-- START Extracted text --
Apple Inc. is seeking to import most of the iPhones it sells in the U.S. from India by the end of next year, accelerating a shift beyond China to mitigate risks related to tariffs and geopolitical tensions.

T-Mobile U.S. Inc. reported fewer new wireless phone subscribers than analysts expected in the first quarter.

Colgate-Palmolive Co. cut its growth and profit outlooks as tariffs are expected to add $200 million in costs this year.

AbbVie Inc. raised its profit outlook for the year on better-than-expected sales from newer autoimmune treatments.

Centene Corp. raised its revenue guidance for the year because more people enrolled in its health insurance plans than it expected, a welcome sign for investors after the largest in the sector, UnitedHealth Group Inc. cut its forecast earlier this month.
-- END Extracted text --
* [Written request] Copy the company news roundup in full, word for word. The listing comes from a source separate from the company news roundup above.
-- START Data shown --
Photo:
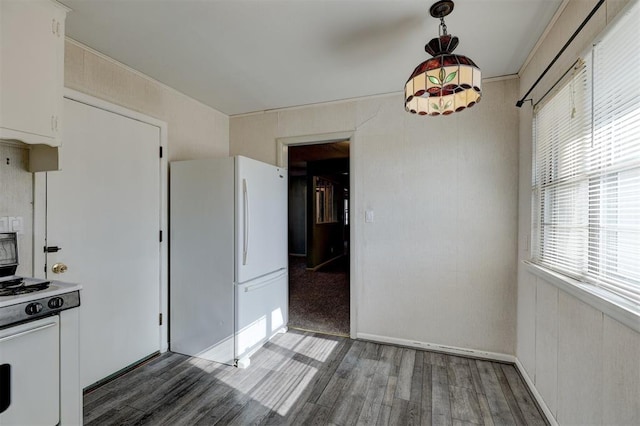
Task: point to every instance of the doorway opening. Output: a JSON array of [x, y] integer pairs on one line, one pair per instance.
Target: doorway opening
[[319, 288]]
-- END Data shown --
* [Solution to this exercise]
Apple Inc. is seeking to import most of the iPhones it sells in the U.S. from India by the end of next year, accelerating a shift beyond China to mitigate risks related to tariffs and geopolitical tensions.

T-Mobile U.S. Inc. reported fewer new wireless phone subscribers than analysts expected in the first quarter.

Colgate-Palmolive Co. cut its growth and profit outlooks as tariffs are expected to add $200 million in costs this year.

AbbVie Inc. raised its profit outlook for the year on better-than-expected sales from newer autoimmune treatments.

Centene Corp. raised its revenue guidance for the year because more people enrolled in its health insurance plans than it expected, a welcome sign for investors after the largest in the sector, UnitedHealth Group Inc. cut its forecast earlier this month.